Your instructions - Rewrite the items below, swapping "instance" for "occurrence" wherever it occurs and leaving everything else unchanged.

Saved entries -
— start —

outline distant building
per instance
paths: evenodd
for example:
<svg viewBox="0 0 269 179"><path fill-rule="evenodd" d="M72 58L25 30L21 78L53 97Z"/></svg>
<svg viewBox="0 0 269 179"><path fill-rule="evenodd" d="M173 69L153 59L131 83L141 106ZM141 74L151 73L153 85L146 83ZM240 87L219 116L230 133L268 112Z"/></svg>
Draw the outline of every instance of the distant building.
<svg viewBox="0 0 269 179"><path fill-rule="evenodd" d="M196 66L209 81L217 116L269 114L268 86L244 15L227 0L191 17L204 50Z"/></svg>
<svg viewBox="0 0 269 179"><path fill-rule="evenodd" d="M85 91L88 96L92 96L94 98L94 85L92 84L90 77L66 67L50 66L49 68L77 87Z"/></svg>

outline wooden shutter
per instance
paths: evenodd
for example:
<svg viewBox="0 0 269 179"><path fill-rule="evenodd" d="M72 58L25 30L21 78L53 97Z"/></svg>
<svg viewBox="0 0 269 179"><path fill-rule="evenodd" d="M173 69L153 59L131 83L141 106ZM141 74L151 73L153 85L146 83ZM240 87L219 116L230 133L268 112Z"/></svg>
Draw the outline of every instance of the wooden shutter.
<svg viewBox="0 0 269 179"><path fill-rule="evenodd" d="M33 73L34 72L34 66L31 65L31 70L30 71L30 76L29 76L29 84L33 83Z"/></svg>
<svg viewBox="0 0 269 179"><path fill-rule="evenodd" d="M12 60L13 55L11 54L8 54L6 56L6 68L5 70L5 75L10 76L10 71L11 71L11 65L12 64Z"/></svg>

— end —

Result of the exercise -
outline distant building
per occurrence
paths: evenodd
for example:
<svg viewBox="0 0 269 179"><path fill-rule="evenodd" d="M72 58L25 30L21 78L53 97Z"/></svg>
<svg viewBox="0 0 269 179"><path fill-rule="evenodd" d="M173 69L153 59L131 83L141 106ZM141 74L151 73L153 85L146 83ZM240 87L219 116L230 133L268 112Z"/></svg>
Draw the outline of every occurrence of the distant building.
<svg viewBox="0 0 269 179"><path fill-rule="evenodd" d="M196 66L209 81L217 116L269 114L268 86L244 15L227 0L191 17L204 50Z"/></svg>
<svg viewBox="0 0 269 179"><path fill-rule="evenodd" d="M85 91L88 96L92 96L94 98L94 85L92 84L90 77L66 67L50 66L49 68L77 87Z"/></svg>

outline wooden shutter
per occurrence
paths: evenodd
for example:
<svg viewBox="0 0 269 179"><path fill-rule="evenodd" d="M72 58L25 30L21 78L53 97Z"/></svg>
<svg viewBox="0 0 269 179"><path fill-rule="evenodd" d="M173 69L153 59L131 83L141 106ZM141 74L151 73L153 85L146 83ZM240 87L219 116L230 133L268 112Z"/></svg>
Draw the outline of every occurrence of the wooden shutter.
<svg viewBox="0 0 269 179"><path fill-rule="evenodd" d="M33 73L34 72L34 66L31 65L31 70L30 71L30 76L29 76L29 84L33 83Z"/></svg>
<svg viewBox="0 0 269 179"><path fill-rule="evenodd" d="M12 60L13 55L11 54L8 54L6 56L6 68L5 70L5 75L10 76L10 71L11 71L11 65L12 64Z"/></svg>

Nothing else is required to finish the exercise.